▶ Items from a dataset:
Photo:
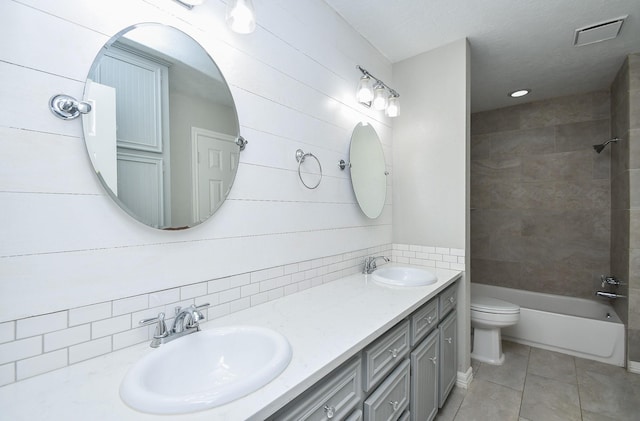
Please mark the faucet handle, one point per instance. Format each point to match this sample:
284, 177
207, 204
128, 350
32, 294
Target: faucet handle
195, 314
161, 327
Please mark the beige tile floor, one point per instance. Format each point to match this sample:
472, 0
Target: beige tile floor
539, 385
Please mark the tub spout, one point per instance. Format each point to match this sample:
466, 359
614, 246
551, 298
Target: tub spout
605, 294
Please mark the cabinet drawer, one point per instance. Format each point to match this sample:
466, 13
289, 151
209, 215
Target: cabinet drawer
448, 300
380, 357
423, 321
334, 397
355, 416
391, 398
448, 357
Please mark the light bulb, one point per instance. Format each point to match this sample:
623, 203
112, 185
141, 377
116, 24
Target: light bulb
364, 93
380, 97
241, 16
393, 108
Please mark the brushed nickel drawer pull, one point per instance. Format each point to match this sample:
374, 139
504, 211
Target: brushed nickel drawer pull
330, 411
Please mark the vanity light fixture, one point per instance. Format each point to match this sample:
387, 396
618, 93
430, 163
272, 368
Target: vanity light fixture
373, 91
190, 3
241, 16
364, 93
519, 93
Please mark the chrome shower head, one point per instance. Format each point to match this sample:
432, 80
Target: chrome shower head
600, 147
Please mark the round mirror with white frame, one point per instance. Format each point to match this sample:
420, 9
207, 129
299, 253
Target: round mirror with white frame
368, 170
163, 131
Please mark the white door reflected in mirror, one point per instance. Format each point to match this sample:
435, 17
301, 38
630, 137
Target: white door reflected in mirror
368, 170
163, 86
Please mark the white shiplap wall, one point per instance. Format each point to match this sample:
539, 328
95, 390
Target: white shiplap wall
65, 245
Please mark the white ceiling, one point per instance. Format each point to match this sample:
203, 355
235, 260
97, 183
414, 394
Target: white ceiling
514, 43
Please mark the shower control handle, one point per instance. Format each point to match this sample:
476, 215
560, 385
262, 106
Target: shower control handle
610, 280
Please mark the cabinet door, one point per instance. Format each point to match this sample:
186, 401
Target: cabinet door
424, 379
423, 321
447, 299
334, 397
384, 354
448, 357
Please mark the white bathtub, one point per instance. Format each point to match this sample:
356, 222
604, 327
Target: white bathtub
584, 328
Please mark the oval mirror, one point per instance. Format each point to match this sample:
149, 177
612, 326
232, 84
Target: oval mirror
163, 133
368, 170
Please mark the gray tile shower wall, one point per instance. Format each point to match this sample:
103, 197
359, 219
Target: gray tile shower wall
625, 197
540, 195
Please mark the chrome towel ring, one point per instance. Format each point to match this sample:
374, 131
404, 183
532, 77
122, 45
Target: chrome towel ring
300, 157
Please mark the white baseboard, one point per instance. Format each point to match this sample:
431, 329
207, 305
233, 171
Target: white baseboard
463, 379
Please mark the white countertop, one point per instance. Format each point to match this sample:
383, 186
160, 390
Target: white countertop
325, 326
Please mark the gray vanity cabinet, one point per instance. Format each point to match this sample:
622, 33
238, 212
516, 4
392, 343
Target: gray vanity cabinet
334, 397
381, 356
448, 357
391, 398
405, 374
424, 379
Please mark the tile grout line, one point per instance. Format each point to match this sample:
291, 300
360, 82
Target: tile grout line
575, 366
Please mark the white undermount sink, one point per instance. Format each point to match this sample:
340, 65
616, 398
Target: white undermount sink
404, 276
205, 369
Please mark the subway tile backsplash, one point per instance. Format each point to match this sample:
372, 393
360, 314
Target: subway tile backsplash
435, 257
36, 345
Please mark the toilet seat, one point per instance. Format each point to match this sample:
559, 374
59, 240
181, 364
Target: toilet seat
493, 305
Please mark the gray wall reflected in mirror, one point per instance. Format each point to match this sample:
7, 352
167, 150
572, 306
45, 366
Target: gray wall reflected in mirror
163, 129
368, 170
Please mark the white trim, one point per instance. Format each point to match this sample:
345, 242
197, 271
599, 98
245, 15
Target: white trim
464, 379
633, 367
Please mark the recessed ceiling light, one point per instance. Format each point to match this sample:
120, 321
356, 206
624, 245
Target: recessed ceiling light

▶ What the exercise asks:
Extract all of the lines above word for word, omitting the pictures from your answer.

▶ Exercise response:
Photo:
Please mark the faucet handle, one point per instance. Format each point to match this sample:
284, 177
207, 204
128, 350
32, 294
Target: faucet handle
195, 314
161, 327
Please mark the beige tile floor, one point per instance. Format each point to match this sample:
472, 0
Target: beige tile floor
539, 385
Please mark the tub spout, one point per instance. Format each point to match this sample:
466, 359
614, 246
551, 298
Target: tub spout
605, 294
Please mark the cabinet drawer, one point per instance. Format each point to match this sample:
466, 13
289, 151
209, 215
Target: cabinet drawer
448, 300
380, 357
423, 321
334, 397
355, 416
391, 398
448, 357
Please mark the light bulb, one point per instance. Format each point to match this sample:
623, 203
112, 185
141, 377
116, 24
Target: light bulb
364, 93
380, 97
241, 16
393, 108
Please mark the brushed nickel drawer pull, one point per instance. Format each point to match this sample:
374, 139
504, 211
Target: brushed nickel drawer pull
330, 411
Please mark the vanity light fixture, one point per instance. Format each point to match this sample:
387, 396
618, 93
430, 163
272, 368
Target: vanity light fixture
373, 91
190, 3
241, 16
364, 93
519, 93
Please mark the chrome shower head, one point per instance. Format each point to match this sample:
432, 80
Target: chrome shower head
600, 147
Please mark the round mirror with white frame, one point per instance. Format each point to match this sample:
420, 9
207, 129
299, 253
Target: round mirror with white frame
368, 170
163, 131
Please mark the white door reflected in mirror, one point per instance. Format each point to match this sample:
435, 17
301, 38
630, 137
Target: white door reflected in mirror
368, 170
163, 86
Please mark the white shiplap wall, one point per instance. Format each point to match this sample:
539, 328
95, 390
Target: white shiplap wall
65, 245
Please mark the white ceiling, one point per instance. Format each point to match this sample:
203, 355
235, 260
97, 183
414, 394
Target: white ceiling
514, 43
Please mark the shower control handle, one point per instance. Format each point to match this sample:
476, 215
560, 385
262, 106
Target: shower control handle
610, 280
Please mark the cabinet door, one point per instance. Format each point to match this sample:
186, 401
Target: cabinet door
424, 379
423, 321
447, 299
334, 397
384, 354
448, 357
Please mark the white bathtub, one point per instance. Format each point to match this sample:
356, 222
604, 327
Target: white bathtub
584, 328
Please mark the oval mirror, one point per instance. Format each point to match this sample:
149, 177
612, 326
232, 84
Target: oval mirror
163, 133
368, 170
Please mark the gray tile shower wall, one point per instance. Format each point to match this sample:
103, 197
359, 219
Target: gray tile shower wall
625, 197
540, 195
Please mark the chrome towel ring, one point per instance. Format each point to match this sample:
374, 131
404, 183
532, 77
122, 45
Target: chrome towel ring
300, 157
Please mark the white baseboard, one point per instance. Format each point to match this sample:
431, 329
207, 305
233, 171
Target: white baseboard
463, 379
Please mark the white countertop, one point per instance. Format each point to match this sample:
383, 186
160, 390
Target: white countertop
325, 326
Please mark the gray vanity cabinet, one point per instance. Format each point to match this sample:
622, 33
238, 212
516, 4
392, 343
Target: gray vanity cabinet
334, 397
381, 356
448, 357
391, 398
405, 374
424, 379
Please mark the tile grout line, one point per instance. Format each point to match this sample:
291, 300
360, 82
Target: tile grout line
575, 366
Please mark the white undermount sink, one point per instance. Format each point to match this sample:
340, 65
616, 398
Target: white undermount sink
404, 276
205, 369
Please mark the subway tile backsplash, one point per instance. Format each point to match this sample:
372, 393
360, 314
Target: subway tile backsplash
435, 257
36, 345
Please mark the toilet seat, one point per instance. Format each point to match this sample:
559, 374
59, 240
181, 364
Target: toilet seat
493, 305
Please mark the gray wall reflected in mirror, one point per instance. Format each point to match this sample:
7, 352
167, 150
572, 306
45, 366
Target: gray wall reflected in mirror
163, 129
368, 170
Please mark the white trim, one point per instance. Format each point to match this sample:
345, 242
197, 271
599, 98
245, 15
Target: white trim
464, 379
633, 367
Please mark the recessed ceiling light, one point per instance. Format each point to match this sample:
120, 321
356, 206
624, 245
Target: recessed ceiling light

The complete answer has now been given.